--- Start of Excerpt provided ---

Sunday, April 26, 2009

Musing on Immigration and work visas

There is an interesting article in Forbes this week titled "Your Alpaca For A Visa" The basic question that the author seems to wonder: Why the slowdown in the west and the continued resilience of Chinese economy has not diminished the eagerness to migrate to the land of honey-and-milk, America?
The author hypnotizes "The going rate for a full-service visa package, including fake documents, coaching for your visa interview and help landing a job once you're in the U.S., is as much as $15,000 to $17,500, and for that, a customer may end up as, say, a cook in a Chinese restaurant, working 70 to 80 hours a week for less than $2,000 a month. Who wants to go to that kind of trouble to seek that kind of opportunity? . . . What about their backgrounds made them want to go to the U.S.? We may never know, but the most likely answer is the most obvious one, that they believed there would be more attractive economic opportunities abroad than at home"
There was another similar essay by John Tamny, in Forbes a while ago "Markets Solve The Immigration 'Problem'" John says how a decline in foreign migrants is a bad sign for any economy. "So if it's established that the somewhat natural ups and downs of our economy serve as a natural, market-driven regulator of worker inflows into the states, this reality should cause us to rethink policies meant to keep immigrants from reaching the U.S. altogether. As the aforementioned downturn has revealed, worker demand, or lack thereof, does a good job in that regard."

While the debate on H1-work visas continues in the US, Mark Kobayashi-Hillary is perhaps trying to see if a similar debate will be rekindled in United kingdom. Mark blogs "IT firms working in the UK with global resource are just getting used to their newly found freedom, where the government trusts them to follow the guidelines and supervision is minimal. Will the weight of the ‘British jobs for British workers’ debate mean the work visa system is overhauled again before the ink is dry on the last revision?"

Debate on work visas go beyond the fundamental hypothesis of division of labor: in The Wealth of Nations, Adam Smith used a pin factory to show the wonders of the division of labor. In modern world it is about high-skilled workers, programmers and analysts who are a part of the global economy, willing to travel and migrate where opportunities (and need) exist, but may sometimes be restricted by protectionist immigration and visa regulations.

Bloggers and authors seem to be missing a basic driver here: Immigrants, and those looking to migrate to foreign lands to live and work are taking a "big picture" perspective, looking beyond the boom-and-bust cycles. For many, moving and living in the US (or even UK) is a the persuit of the “American Dream” And it is perhaps not just about the ability to earn in Dollars or Pounds (though that is certainly a factor too)

--- End of Excerpt provided ---
--- Start of Data segment ---

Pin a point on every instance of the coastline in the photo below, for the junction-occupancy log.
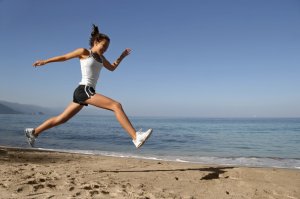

--- End of Data segment ---

[Request] In the post on immigration and work visas, what did Adam Smith use to show the wonders of the division of labor?

[Reply to the task] A pin factory.